- Task item
Below is a set of records. Repeat all of them exactly.
Data supplied below:
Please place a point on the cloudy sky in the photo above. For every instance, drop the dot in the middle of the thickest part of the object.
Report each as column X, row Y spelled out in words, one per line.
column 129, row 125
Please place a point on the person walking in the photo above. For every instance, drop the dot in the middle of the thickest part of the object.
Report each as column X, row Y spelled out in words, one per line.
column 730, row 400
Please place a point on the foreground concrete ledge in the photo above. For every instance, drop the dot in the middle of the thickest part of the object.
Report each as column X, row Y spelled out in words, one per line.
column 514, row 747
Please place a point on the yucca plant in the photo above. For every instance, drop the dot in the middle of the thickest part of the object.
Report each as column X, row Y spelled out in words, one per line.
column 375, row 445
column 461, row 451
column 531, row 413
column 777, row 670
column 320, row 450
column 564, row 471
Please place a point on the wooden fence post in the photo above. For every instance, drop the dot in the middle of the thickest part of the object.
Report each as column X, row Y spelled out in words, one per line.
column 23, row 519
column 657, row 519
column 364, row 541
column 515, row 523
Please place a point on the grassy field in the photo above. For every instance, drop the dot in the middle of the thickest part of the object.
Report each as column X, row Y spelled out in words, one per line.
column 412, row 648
End of Data supplied.
- Answer area
Please place a point on the cloudy sky in the photo above. For every instance, drop the dot in the middle of the thickest part of the object.
Report each as column X, row Y spelled out in words, one per line.
column 129, row 125
Please place a point on the person walking in the photo above. For every instance, drop the dot in the middle of the thickest part of the object.
Report each as column X, row Y spelled out in words, one per line.
column 730, row 400
Please place a point on the foreground concrete ledge in the photo above. For every instance, drop the dot in the middle of the thickest part of the object.
Report each as column X, row Y spelled out in words, one per line.
column 514, row 747
Please place a point on the yucca plant in the photo above. For every instance, drop the dot in the middle of the thickest part of the object.
Report each as column X, row Y spelled out in words, one per line.
column 375, row 445
column 461, row 451
column 531, row 413
column 777, row 670
column 320, row 450
column 564, row 471
Please place a point on the wooden fence post in the photo above. For every instance, drop the dot in the middle of the thickest part of the object.
Report each as column X, row Y spelled out in words, one per line.
column 23, row 519
column 657, row 519
column 364, row 541
column 515, row 523
Please place a point on the grassy field in the photo above. For every instance, drop the dot in the middle of the thickest part of the object.
Report each as column X, row Y spelled out in words, one per line.
column 412, row 648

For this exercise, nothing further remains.